Begin SUPPLIED MATERIAL

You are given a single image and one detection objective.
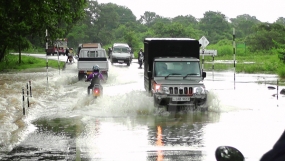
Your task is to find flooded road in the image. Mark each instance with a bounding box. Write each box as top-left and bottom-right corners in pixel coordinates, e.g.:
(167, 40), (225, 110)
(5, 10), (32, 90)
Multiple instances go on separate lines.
(0, 57), (285, 161)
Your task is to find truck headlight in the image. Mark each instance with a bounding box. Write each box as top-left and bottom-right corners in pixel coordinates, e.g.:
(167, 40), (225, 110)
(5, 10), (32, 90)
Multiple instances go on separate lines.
(194, 87), (205, 94)
(158, 87), (169, 94)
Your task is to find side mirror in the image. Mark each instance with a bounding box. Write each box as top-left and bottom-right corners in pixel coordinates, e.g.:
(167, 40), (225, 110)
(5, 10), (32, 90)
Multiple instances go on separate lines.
(202, 72), (207, 78)
(147, 71), (152, 78)
(215, 146), (244, 161)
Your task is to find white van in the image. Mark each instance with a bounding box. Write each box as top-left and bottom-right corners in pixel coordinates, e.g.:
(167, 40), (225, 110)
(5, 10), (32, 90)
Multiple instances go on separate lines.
(110, 43), (132, 66)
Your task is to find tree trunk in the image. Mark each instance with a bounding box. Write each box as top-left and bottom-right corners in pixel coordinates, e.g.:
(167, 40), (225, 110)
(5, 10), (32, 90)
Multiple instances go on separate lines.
(18, 39), (22, 64)
(0, 45), (7, 62)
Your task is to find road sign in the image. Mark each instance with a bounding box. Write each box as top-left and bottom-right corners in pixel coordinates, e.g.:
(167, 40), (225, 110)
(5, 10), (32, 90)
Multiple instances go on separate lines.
(200, 49), (218, 56)
(199, 36), (210, 48)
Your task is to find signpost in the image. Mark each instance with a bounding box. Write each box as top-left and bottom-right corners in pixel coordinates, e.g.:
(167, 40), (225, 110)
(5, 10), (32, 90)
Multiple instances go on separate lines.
(199, 36), (210, 71)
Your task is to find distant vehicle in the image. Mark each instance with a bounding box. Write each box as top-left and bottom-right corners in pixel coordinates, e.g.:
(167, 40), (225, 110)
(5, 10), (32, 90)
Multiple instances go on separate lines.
(46, 38), (67, 55)
(110, 43), (132, 66)
(77, 43), (109, 80)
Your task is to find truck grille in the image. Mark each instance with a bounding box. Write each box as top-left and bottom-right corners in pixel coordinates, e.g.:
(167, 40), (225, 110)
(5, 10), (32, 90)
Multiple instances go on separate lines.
(169, 87), (193, 95)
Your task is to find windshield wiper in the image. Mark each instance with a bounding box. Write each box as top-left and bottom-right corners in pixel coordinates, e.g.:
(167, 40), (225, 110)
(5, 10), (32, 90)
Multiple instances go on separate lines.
(164, 73), (181, 79)
(183, 73), (198, 79)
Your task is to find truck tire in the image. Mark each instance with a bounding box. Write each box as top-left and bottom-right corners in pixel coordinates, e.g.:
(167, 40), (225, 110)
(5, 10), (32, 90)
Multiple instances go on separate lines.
(78, 73), (84, 81)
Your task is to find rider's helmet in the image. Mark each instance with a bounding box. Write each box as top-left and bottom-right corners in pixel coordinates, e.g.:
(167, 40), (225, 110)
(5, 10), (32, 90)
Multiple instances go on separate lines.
(93, 65), (100, 72)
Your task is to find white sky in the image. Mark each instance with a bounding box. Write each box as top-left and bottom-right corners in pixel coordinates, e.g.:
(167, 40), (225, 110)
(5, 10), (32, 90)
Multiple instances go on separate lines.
(97, 0), (285, 23)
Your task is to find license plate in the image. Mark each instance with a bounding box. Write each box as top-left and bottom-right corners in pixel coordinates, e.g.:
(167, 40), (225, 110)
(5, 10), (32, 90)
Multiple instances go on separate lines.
(172, 97), (190, 101)
(93, 92), (100, 96)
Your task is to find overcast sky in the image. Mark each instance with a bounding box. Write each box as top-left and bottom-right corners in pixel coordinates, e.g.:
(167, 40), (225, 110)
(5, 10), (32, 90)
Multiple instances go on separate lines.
(97, 0), (285, 23)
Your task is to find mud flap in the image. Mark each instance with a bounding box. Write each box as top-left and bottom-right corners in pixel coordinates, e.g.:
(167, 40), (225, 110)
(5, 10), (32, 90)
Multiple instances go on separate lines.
(166, 105), (177, 112)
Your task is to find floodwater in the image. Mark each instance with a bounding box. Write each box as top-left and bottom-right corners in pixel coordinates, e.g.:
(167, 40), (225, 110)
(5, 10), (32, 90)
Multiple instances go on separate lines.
(0, 57), (285, 161)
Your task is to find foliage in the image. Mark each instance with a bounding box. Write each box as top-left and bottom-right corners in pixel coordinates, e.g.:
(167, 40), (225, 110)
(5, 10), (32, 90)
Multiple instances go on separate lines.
(0, 0), (86, 63)
(0, 0), (285, 77)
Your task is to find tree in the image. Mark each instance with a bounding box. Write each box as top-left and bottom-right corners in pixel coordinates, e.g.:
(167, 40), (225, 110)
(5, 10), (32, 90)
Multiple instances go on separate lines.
(0, 0), (86, 63)
(199, 11), (230, 43)
(230, 14), (260, 38)
(246, 23), (285, 51)
(140, 11), (156, 26)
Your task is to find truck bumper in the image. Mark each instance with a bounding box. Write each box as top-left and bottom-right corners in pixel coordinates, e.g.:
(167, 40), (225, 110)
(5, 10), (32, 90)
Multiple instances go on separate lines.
(112, 58), (130, 64)
(153, 94), (207, 107)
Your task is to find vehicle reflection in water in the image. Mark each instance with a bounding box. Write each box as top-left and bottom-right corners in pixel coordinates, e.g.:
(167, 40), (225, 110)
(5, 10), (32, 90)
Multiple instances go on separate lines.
(156, 126), (163, 161)
(144, 112), (219, 161)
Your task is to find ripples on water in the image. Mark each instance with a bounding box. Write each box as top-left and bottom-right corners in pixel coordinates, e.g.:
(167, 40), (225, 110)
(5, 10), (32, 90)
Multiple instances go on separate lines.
(0, 63), (283, 159)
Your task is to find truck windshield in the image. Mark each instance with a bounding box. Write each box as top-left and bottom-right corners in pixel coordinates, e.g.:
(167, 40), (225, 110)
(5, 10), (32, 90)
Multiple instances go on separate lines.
(154, 61), (201, 77)
(79, 50), (106, 58)
(113, 46), (129, 53)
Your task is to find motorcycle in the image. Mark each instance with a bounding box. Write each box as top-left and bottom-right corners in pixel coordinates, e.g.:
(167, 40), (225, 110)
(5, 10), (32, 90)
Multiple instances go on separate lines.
(92, 84), (103, 98)
(85, 76), (103, 98)
(68, 55), (74, 63)
(139, 56), (143, 69)
(215, 146), (245, 161)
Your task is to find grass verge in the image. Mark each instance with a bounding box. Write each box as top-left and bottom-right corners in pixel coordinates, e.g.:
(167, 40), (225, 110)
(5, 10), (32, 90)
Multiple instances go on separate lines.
(0, 54), (65, 72)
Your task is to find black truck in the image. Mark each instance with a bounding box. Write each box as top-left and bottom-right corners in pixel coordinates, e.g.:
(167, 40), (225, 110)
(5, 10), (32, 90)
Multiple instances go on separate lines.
(144, 38), (208, 111)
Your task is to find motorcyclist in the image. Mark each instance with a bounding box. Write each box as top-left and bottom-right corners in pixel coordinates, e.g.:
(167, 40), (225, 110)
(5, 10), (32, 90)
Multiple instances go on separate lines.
(138, 48), (144, 68)
(85, 65), (105, 95)
(108, 47), (112, 59)
(65, 47), (69, 63)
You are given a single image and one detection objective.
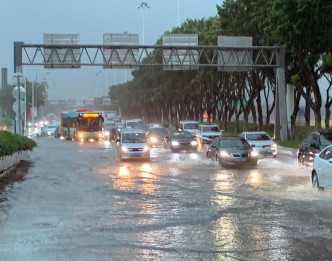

End SUPPLIED MATERIAL

- _EXERCISE AIM_: Format every line of the items above as a JSON list of strings, one string per line, skipping blank lines and leaving out the pictures.

- _SOLUTION_:
[
  "You are given a single image and one detection objective.",
  "Your task is to find flooded road in the image. Mark each instance with a bounding box. Write each box as top-left and bottom-right corners in pixel coordinates, e.g.:",
  "(167, 40), (225, 110)",
  "(5, 10), (32, 90)",
  "Multiple instances go on separate lines.",
  "(0, 57), (285, 161)",
  "Your task is to find truck headlight in the image. Mark each instance with a bounding box. Write each box as top-left and bottom-right corners in pixel coordinates, e.g.:",
  "(167, 40), (225, 110)",
  "(5, 10), (32, 90)",
  "Multiple instances go on separate lines.",
  "(194, 87), (205, 94)",
  "(158, 87), (169, 94)",
  "Your task is to find side mirror in the image. Mark each instance with a bounding box. Write each box as top-left and bottom-right corners in pixel coordinates, e.g.:",
  "(167, 40), (225, 110)",
  "(5, 10), (32, 90)",
  "Multiple instances go on separate lines.",
  "(202, 72), (207, 78)",
  "(147, 71), (152, 78)",
  "(215, 146), (244, 161)",
  "Your task is to find white van in the image. Mark each instance with a bounding box. Write each box as top-left and bottom-right corners in pixel coordinates, e.g.:",
  "(167, 40), (225, 110)",
  "(5, 10), (32, 90)",
  "Multiple instances go on separate lines.",
  "(110, 43), (132, 66)",
  "Your task is to find tree trunk in the image. Mark each instance with a bounding box. Write each box as top-left and bottom-right corners in pixel coordinates, e.g.:",
  "(167, 40), (225, 110)",
  "(5, 10), (32, 90)",
  "Multiple instances go on separate lines.",
  "(18, 39), (22, 64)",
  "(0, 45), (7, 62)",
  "Your task is to find road sign in the image. Mark each instance with a bounding box. Write each box as top-left and bottom-right corners in pixel coordinates, e.g.:",
  "(167, 40), (225, 110)",
  "(5, 10), (32, 90)",
  "Multiple instances go on separate lines.",
  "(200, 49), (218, 56)",
  "(199, 36), (210, 48)",
  "Your task is to find signpost in the image. Mark each instance with a bounding box. Write each box as top-left and bottom-right corners in pixel coordinates, e.g.:",
  "(167, 40), (225, 110)",
  "(5, 10), (32, 90)",
  "Multiple instances go on separate lines.",
  "(199, 36), (210, 71)",
  "Your task is to find distant vehicle in the image. Mark each instance with a bounding box. Write each box as top-left and bottom-right corners in pixel coordinates, e.g.:",
  "(167, 40), (225, 110)",
  "(5, 10), (32, 90)",
  "Multiple instances go on separate lines.",
  "(46, 38), (67, 55)",
  "(110, 43), (132, 66)",
  "(77, 43), (109, 80)",
  "Your task is to find truck grille in the image. Mark each instance with a bounding box. Write each box as top-left and bottom-right corners in pixel coordinates, e.g.:",
  "(167, 40), (225, 110)",
  "(5, 10), (32, 90)",
  "Multiple instances go on separate lines.",
  "(169, 87), (193, 95)",
  "Your task is to find windshield wiper in the image. Mark each instance with a bounding box. Write each box as top-left and bottom-right corners in pixel coordinates, e.g.:",
  "(167, 40), (225, 110)",
  "(5, 10), (32, 90)",
  "Multiple instances go on separate lines.",
  "(164, 73), (181, 79)",
  "(183, 73), (198, 79)",
  "Your task is to find truck tire in the image. Mark each instance with a bounding box. Write each box as top-left and bottom-right corners in pixel coordinates, e.g.:",
  "(167, 40), (225, 110)",
  "(5, 10), (32, 90)",
  "Multiple instances go on separate lines.",
  "(78, 73), (84, 81)",
  "Your task is to find rider's helmet in the image. Mark each instance with a bounding box. Write each box as top-left and bottom-right corners in pixel coordinates, e.g.:",
  "(167, 40), (225, 110)",
  "(5, 10), (32, 90)",
  "Multiple instances go on separate lines.",
  "(93, 65), (100, 72)",
  "Your task is to find white sky in the image. Mark each instance with a bounding box. Write each box as top-left and bottom-right corners in pixel coordinates, e.g.:",
  "(167, 40), (225, 110)",
  "(5, 10), (32, 90)",
  "Multiple instances go on separate lines.",
  "(97, 0), (285, 23)",
  "Your task is to find license plate in the image. Mark each instance with a bounding box. Write each box as top-left and bottom-right corners in pixel coordinates, e.g.:",
  "(167, 40), (225, 110)",
  "(5, 10), (32, 90)",
  "Multiple instances go on separate lines.",
  "(172, 97), (190, 101)",
  "(93, 92), (100, 96)",
  "Your task is to find overcast sky in the image. Mark each instance with a bounding box. Write each box as top-left and bottom-right corners in pixel coordinates, e.g.:",
  "(167, 40), (225, 110)",
  "(5, 10), (32, 90)",
  "Multiple instances go on separate lines.",
  "(97, 0), (285, 23)",
  "Your task is to find mud flap in the image. Mark each instance with a bounding box. Write each box as top-left and bottom-right corners in pixel coordinates, e.g.:",
  "(167, 40), (225, 110)",
  "(5, 10), (32, 90)",
  "Multiple instances go on separate lines.",
  "(166, 105), (177, 112)",
  "Your task is to find floodwater in the image. Mark each instance with a bounding box. Write each box as top-left and bottom-right corners in pixel coordinates, e.g.:",
  "(167, 40), (225, 110)",
  "(5, 10), (32, 90)",
  "Multiple instances go on separate lines.",
  "(0, 57), (285, 161)",
  "Your task is to find foliage in the image. Mark each instance with a bounding box. Write each box as top-left and bottom-right corners in pixel coordinates, e.g.:",
  "(167, 40), (225, 110)",
  "(5, 10), (32, 90)",
  "Multiple instances go on separate lines.",
  "(0, 0), (86, 63)",
  "(0, 0), (285, 77)",
  "Your task is to find tree in the image. Mark each instance with a bounding box. Write each box as top-left and bottom-right corners in pixel coordinates, e.g.:",
  "(167, 40), (225, 110)",
  "(5, 10), (32, 90)",
  "Multiple instances go on separate lines.",
  "(0, 0), (86, 63)",
  "(199, 11), (230, 43)",
  "(230, 14), (260, 38)",
  "(246, 23), (285, 51)",
  "(140, 11), (156, 26)",
  "Your task is to find truck bumper in the image. Mark each instance with a bounding box. Write each box as top-left and bottom-right corners in pixel coordinates, e.g.:",
  "(167, 40), (225, 110)",
  "(5, 10), (32, 90)",
  "Multiple instances go on separate lines.",
  "(112, 58), (130, 64)",
  "(153, 94), (207, 107)",
  "Your task is to find vehicle reflection in water in the image. Mark each instance with a bounding box. Write each box as top-left and bottom-right corners in pixel coordinates, e.g.:",
  "(167, 40), (225, 110)",
  "(5, 10), (32, 90)",
  "Multiple instances go on separate lines.",
  "(156, 126), (163, 161)",
  "(144, 112), (219, 161)",
  "Your task is to find ripples on water in the image. Mark each instance with a bounding box. Write each box as top-left and bottom-right corners in pixel coordinates, e.g.:",
  "(167, 40), (225, 110)",
  "(5, 10), (32, 90)",
  "Multiple instances go on separate lines.",
  "(0, 63), (283, 159)",
  "Your task is to find truck windshield in the image. Mark each instance with a bounding box. Write each box as top-left and bottom-right corners in pixel coordinates, e.g.:",
  "(167, 40), (225, 110)",
  "(5, 10), (32, 90)",
  "Multiple instances go on separate lines.",
  "(154, 61), (201, 77)",
  "(79, 50), (106, 58)",
  "(113, 46), (129, 53)",
  "Your task is to find motorcycle in the image. Mark each instance with a bounding box. Write each box as top-left and bottom-right corners in pixel coordinates, e.g.:",
  "(167, 40), (225, 110)",
  "(5, 10), (32, 90)",
  "Multiple instances go on separate lines.",
  "(92, 84), (103, 98)",
  "(85, 76), (103, 98)",
  "(68, 55), (74, 63)",
  "(139, 56), (143, 69)",
  "(215, 146), (245, 161)",
  "Your task is to find grass verge in the image. Mark each instance with a bounding box. Write each box as top-left and bottom-right corners in pixel coordinates, e.g.:",
  "(167, 40), (225, 110)",
  "(5, 10), (32, 90)",
  "Multiple instances go on separate lines.",
  "(0, 54), (65, 72)",
  "Your task is to find black truck in the image. Mark each instance with a bounding box. Write each box as top-left and bottom-right corners in pixel coordinates, e.g.:",
  "(167, 40), (225, 110)",
  "(5, 10), (32, 90)",
  "Multiple instances go on separate lines.",
  "(144, 38), (208, 111)",
  "Your task is to find motorcyclist in the image. Mark each instance with a bounding box. Write each box as top-left and bottom-right corners in pixel coordinates, e.g.:",
  "(167, 40), (225, 110)",
  "(5, 10), (32, 90)",
  "Multiple instances go on separate lines.",
  "(138, 48), (144, 68)",
  "(85, 65), (105, 95)",
  "(108, 47), (112, 59)",
  "(65, 47), (69, 63)",
  "You are given a single image and one detection objective."
]